Coco de Mer-Skulptur von Marie-Laure Viebel / © Mario Fourmy

Top: Also klemmten Sie sich eine Coco de Mer unter den Arm, um sie in Paris blattzuvergolden?
Marie-Laure Viebel: (hellauf lachend) So leicht war das nicht. Es gab da viel Behördenkram, um diese sehr schwere Coco zu verschiffen. Kaum war sie endlich angekommen, machte ich mich an die Arbeit. Objekte zu restaurieren oder zu vergolden war mein Hobby. Ich sah die Coco de fesse, Coco-Popo, schon im Glanz.

Top: Wie kam es, dass Andréa Ferréol auf Sie aufmerksam wurde?
Marie-Laure Viebel: Andréa und ich kannten uns schon lange vorher. Als sie eines Tages meine über einen Meter polierte Bronze-Coco entdeckte, rief sie begeistert: Die muss in meinen Garten nach Aix-en-Provence und zwar zu den Kultur­spazier­gängen. Das ist ein wahrer Knüller. Dann rannte sie auf sie zu und küsste sie mitten aufs Gesäß.

..............................

• _Consignes_
A. D'après l'entretien sur la coco de mer, quel était le passe-temps de Marie-Laure Viebel ?
B. Continuez l'entretien sur la coco de mer après sa dernière phrase.
Les enregistrements constituent un matériau distinct du texte.

..............................

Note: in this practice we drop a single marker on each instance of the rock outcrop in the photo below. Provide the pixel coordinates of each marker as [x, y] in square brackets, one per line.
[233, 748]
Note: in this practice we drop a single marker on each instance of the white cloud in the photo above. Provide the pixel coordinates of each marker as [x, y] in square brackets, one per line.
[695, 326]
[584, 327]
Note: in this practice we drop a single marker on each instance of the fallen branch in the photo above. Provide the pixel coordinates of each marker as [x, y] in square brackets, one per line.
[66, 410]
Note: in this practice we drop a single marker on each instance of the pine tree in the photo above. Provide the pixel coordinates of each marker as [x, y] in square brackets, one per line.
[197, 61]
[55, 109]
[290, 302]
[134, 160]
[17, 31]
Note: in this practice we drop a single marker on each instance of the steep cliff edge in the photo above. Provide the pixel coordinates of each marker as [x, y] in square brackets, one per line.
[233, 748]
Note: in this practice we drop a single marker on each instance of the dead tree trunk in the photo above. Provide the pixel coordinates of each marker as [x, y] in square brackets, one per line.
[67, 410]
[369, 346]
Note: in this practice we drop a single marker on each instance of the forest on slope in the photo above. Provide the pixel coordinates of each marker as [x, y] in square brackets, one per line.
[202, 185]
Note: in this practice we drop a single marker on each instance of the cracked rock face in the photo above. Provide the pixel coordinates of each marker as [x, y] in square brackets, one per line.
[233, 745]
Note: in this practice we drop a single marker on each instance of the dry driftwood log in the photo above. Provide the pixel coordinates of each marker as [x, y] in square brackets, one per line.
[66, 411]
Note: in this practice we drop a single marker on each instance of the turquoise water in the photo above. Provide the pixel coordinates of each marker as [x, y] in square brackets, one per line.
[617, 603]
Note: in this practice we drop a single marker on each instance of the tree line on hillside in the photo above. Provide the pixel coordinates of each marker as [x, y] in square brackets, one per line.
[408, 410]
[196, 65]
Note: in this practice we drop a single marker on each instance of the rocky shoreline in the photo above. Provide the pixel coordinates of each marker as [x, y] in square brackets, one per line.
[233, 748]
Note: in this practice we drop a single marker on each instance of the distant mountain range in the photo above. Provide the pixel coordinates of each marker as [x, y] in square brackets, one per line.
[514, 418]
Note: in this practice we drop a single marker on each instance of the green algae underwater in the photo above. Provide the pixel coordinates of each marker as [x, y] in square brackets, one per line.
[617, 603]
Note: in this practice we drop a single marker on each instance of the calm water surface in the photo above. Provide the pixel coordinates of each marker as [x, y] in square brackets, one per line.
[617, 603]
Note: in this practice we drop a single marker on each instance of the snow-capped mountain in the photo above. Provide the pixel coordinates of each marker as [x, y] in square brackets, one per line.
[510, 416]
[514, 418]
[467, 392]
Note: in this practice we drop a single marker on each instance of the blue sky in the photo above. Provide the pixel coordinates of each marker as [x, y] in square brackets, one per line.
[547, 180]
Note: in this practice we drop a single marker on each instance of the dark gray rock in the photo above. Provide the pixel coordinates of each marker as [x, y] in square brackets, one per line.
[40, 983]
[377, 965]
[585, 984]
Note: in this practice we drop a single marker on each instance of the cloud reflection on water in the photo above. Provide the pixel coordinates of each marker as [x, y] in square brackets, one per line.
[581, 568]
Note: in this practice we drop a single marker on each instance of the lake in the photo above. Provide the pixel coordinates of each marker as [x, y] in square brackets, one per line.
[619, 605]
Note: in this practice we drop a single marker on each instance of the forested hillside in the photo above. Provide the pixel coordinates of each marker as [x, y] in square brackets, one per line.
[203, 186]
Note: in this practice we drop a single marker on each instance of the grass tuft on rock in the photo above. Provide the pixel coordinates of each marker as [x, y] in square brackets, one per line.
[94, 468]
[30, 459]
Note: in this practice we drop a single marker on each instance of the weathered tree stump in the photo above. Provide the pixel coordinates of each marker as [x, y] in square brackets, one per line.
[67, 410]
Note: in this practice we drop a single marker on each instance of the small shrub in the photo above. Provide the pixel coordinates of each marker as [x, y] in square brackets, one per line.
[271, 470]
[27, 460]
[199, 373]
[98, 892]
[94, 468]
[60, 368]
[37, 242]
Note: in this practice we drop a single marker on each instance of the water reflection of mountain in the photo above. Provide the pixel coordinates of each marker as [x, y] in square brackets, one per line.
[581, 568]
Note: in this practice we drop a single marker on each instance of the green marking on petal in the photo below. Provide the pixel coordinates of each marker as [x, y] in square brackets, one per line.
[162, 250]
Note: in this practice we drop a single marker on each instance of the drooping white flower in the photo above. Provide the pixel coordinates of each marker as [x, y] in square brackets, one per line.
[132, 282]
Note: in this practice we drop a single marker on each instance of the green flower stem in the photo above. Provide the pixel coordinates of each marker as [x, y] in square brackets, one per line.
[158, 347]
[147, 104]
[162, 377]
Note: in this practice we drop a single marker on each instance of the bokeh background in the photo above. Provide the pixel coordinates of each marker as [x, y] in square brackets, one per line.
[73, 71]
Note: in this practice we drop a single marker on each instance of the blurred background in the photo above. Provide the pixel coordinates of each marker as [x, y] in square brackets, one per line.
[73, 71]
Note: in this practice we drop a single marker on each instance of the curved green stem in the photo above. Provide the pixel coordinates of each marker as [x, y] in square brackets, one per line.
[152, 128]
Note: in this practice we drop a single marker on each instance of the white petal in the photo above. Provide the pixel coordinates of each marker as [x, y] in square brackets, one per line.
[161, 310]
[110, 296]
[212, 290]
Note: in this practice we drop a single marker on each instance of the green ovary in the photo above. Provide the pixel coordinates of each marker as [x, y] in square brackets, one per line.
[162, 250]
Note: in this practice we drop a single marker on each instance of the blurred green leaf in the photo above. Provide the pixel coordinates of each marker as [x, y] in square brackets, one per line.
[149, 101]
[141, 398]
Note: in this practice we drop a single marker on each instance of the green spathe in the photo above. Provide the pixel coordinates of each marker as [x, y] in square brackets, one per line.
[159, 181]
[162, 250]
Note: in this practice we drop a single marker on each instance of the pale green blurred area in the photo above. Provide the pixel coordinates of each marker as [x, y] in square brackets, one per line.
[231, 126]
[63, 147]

..............................

• _Réponses_
A. Son passe-temps était de restaurer ou de dorer des objets.

B.
Coco aus leuchtendem Muranoglas von Marie-Laure Viebel / © Mario Fourmy
Leben für die Kunst

Marie-Laure Viebel hat die Coco weiterentwickelt. Aus leuchtendem Muranoglas schuf sie glitzernde Coco-Popos. Sie verfolgt leidenschaftlich ihre künstlerische Laufbahn. Dominique de Ville­pin und sie sind mittlerweile geschieden. Letztes Jahr zeig­­te sie zwei symbolische Statuen sportlicher griechischer Kämp­fer auf dem Platz Saint-Germain-des-Prés von Juni bis Sep­tem­ber zu den Olympischen Spielen. Ob Gold, polierte Bron­ze oder schillerndes Muranoglas, Marie-Laure schreitet auf dem roten Teppich des Erfolges voran. Andréa Ferréol und die Kul­tur­spa­ziergänge haben ihr geholfen, den holprigen Weg zum Erfolg zu ebnen.

Andréa Ferréol et Marie-Laure Viebel, deux femmes extraordinaires, autour des Flâneries d’Art Contemporain dans les Jardins Aixois.

En 1973, le film « La Grande Bouffe » de Marco Ferreri faisait connaître mondialement Andréa Ferréol. Puis suivaient les films « Les flocons d’or » (1976) de Werner Schroeter, « Le Dernier Métro » (1979) de François Truffaut, « Le Tambour » (la même année), de Volker Schlöndorff. Désormais, Andréa Ferréol était une actrice reconnue.
Aujourd’hui, après 100 films, plusieurs rôles sur petit écran et sur les scènes des plus grands théâtres de Paris et de toute la France, elle est devenue une comédienne célèbre. De 1984 jusqu’à 2014 Andréa était la compagne d’Omar Sharif, du docteur « Jivago » d’Hollywood.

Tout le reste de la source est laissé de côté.